§ **RECORDS SHOWN**
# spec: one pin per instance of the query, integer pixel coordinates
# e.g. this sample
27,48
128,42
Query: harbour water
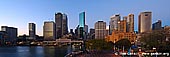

§ **TASK BRIEF**
Reproduce all the entries that precede this task, word for word, minus any pictures.

§ **EXERCISE SOLUTION**
# spec: one pin per instance of the query, integer pixel coordinates
# e.g. this sample
27,48
128,42
Query: harbour water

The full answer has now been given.